- _WHAT THE TASK ASKS_: Your task is to repeat, word for word, the line containing "Would you be able to point at the police" and all lines that follow it to the end of the material, and no other lines.

>> START PROVIDED MATERIAL

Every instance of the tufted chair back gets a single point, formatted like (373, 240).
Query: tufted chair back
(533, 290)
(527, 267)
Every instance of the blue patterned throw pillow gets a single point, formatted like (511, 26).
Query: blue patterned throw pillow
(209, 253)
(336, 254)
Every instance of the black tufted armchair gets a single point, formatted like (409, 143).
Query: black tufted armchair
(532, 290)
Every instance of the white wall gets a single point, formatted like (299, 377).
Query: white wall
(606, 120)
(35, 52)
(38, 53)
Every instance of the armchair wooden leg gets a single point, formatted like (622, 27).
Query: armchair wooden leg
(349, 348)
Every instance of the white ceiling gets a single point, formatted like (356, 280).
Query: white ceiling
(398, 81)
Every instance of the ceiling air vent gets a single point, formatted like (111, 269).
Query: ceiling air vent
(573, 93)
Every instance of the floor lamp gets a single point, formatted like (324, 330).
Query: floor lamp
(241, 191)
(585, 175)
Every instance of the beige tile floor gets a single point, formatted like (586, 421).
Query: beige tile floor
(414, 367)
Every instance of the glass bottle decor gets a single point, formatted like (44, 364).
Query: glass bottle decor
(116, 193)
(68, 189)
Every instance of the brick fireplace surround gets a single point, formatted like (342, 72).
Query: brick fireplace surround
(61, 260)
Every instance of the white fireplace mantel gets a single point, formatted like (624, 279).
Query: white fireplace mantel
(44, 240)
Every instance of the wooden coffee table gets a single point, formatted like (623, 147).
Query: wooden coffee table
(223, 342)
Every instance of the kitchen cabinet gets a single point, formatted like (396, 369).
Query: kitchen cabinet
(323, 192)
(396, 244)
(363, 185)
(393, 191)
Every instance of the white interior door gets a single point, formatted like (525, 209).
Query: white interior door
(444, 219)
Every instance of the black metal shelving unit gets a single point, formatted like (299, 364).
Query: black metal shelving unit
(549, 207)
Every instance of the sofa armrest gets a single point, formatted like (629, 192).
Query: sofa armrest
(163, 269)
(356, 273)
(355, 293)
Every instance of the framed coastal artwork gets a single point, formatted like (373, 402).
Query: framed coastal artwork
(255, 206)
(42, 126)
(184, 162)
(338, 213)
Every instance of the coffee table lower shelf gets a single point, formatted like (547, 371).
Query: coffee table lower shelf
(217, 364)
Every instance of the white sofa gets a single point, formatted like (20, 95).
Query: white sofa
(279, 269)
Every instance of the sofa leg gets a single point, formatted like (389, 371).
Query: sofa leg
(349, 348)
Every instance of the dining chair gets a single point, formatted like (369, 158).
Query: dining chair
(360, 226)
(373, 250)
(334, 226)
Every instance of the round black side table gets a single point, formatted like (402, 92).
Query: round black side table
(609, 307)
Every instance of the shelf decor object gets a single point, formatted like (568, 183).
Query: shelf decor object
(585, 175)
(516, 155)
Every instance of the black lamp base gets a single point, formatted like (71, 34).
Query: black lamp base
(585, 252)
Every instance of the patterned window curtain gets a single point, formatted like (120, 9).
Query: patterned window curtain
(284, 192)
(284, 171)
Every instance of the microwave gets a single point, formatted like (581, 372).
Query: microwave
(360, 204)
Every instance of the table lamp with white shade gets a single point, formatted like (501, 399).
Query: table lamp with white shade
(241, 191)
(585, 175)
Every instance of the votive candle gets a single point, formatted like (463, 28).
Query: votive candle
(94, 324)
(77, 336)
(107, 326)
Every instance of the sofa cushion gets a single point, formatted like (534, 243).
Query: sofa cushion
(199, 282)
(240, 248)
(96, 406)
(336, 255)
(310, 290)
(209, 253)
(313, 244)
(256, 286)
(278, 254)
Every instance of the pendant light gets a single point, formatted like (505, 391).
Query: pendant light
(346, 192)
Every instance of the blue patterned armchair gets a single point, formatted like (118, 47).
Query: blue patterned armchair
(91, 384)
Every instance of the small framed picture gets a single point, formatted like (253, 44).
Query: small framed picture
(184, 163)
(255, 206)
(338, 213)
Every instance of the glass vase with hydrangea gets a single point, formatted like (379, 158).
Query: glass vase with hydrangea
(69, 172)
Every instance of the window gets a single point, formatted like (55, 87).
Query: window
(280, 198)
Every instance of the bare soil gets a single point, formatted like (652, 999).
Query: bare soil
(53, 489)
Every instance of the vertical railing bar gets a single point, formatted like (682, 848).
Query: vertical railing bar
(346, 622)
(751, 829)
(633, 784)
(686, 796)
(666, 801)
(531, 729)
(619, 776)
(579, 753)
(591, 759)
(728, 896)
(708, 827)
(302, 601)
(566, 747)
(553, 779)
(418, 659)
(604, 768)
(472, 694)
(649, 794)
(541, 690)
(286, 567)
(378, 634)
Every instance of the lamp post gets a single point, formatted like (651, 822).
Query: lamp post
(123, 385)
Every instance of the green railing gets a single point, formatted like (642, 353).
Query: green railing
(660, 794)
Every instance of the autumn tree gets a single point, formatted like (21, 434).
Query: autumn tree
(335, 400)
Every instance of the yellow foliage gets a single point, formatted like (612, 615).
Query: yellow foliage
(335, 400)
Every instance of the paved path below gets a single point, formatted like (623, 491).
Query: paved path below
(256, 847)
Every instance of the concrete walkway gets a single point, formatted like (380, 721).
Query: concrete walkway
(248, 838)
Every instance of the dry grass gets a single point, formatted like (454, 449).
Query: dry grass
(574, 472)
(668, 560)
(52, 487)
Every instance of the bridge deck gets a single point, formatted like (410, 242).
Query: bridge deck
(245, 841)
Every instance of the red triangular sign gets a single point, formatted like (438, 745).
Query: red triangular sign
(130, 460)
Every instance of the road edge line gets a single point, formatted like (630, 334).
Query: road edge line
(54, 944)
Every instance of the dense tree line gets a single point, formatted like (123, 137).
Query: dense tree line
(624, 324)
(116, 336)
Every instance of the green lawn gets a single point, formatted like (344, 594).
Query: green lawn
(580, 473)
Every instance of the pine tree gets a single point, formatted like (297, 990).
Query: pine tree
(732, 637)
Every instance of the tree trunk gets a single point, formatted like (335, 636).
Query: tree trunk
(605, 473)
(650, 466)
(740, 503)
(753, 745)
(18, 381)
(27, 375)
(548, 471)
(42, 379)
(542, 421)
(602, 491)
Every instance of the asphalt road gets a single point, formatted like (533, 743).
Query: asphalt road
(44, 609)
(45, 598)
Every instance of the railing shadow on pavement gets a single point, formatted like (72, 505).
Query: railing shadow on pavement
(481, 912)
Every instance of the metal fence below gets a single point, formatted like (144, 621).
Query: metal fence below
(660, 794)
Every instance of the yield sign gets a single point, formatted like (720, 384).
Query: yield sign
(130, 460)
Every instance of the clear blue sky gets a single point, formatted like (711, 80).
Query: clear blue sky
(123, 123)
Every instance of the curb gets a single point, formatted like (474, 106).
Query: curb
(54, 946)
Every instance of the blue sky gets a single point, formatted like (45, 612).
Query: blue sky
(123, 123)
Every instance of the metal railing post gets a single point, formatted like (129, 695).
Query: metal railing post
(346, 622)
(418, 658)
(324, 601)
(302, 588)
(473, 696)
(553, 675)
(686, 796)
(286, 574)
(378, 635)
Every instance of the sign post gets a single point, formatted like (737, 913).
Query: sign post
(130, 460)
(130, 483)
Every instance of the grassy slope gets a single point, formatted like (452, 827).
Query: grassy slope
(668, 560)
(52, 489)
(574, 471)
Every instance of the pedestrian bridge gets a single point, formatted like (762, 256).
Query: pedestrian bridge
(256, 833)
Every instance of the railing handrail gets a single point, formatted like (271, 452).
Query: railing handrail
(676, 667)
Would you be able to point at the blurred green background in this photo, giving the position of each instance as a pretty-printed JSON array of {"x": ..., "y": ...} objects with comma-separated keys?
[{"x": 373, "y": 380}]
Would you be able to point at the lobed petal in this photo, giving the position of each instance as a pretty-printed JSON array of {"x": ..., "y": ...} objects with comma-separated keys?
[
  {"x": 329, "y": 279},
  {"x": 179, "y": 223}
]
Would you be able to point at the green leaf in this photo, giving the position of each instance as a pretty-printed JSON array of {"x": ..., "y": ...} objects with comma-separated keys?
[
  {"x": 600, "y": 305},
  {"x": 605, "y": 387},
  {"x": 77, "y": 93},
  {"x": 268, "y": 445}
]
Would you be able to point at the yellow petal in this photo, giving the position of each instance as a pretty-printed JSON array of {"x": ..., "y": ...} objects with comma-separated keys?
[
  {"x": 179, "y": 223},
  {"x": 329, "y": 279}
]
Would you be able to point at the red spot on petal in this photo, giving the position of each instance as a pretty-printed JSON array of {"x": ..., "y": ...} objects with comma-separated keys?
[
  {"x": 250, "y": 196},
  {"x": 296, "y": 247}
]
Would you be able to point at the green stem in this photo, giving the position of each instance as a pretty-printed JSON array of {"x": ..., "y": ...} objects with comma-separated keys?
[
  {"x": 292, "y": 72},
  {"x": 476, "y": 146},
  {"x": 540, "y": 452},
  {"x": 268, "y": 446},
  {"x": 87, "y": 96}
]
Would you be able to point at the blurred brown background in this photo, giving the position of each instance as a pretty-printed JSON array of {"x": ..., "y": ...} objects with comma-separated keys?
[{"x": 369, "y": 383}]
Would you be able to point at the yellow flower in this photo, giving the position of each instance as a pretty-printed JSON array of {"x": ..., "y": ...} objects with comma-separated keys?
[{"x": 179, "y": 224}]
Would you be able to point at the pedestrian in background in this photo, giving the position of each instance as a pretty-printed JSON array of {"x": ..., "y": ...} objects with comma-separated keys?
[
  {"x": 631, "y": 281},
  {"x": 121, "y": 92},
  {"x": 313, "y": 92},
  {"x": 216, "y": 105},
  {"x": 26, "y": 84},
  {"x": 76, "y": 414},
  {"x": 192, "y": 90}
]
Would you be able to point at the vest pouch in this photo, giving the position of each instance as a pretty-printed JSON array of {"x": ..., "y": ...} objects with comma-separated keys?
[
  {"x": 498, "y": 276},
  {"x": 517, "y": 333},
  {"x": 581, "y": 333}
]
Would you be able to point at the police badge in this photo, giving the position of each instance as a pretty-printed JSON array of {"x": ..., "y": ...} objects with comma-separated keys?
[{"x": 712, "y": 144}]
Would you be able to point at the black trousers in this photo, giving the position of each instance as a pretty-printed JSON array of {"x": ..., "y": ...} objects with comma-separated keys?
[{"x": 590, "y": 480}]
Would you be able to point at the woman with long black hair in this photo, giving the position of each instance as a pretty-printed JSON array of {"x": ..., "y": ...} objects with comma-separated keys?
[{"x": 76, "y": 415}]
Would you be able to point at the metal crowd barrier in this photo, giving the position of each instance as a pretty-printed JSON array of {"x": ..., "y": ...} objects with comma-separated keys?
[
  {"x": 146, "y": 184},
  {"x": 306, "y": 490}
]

>> END PROVIDED MATERIAL

- _COMPLETED TASK_:
Would you be able to point at the police badge in this photo, giving the position of each instance as a pretty-printed JSON array of {"x": ..., "y": ...} objects with comma-separated keys?
[{"x": 712, "y": 144}]
Would you be able to point at the black trousers in this photo, giving the position of each instance as a pretty-printed JSON array of {"x": ..., "y": ...} objects with comma-separated keys?
[{"x": 590, "y": 480}]
Would you be able to point at the woman with long black hair in this photo, giving the position of each instance as a pretty-printed JSON array of {"x": ..., "y": ...} objects with comma-separated keys?
[{"x": 76, "y": 415}]
Would you be able to point at the metal crowd barrier in this photo, giving the position of each instance as a pretty-printed JSON array of {"x": ..., "y": ...} objects with comma-separated keys?
[
  {"x": 146, "y": 184},
  {"x": 306, "y": 490}
]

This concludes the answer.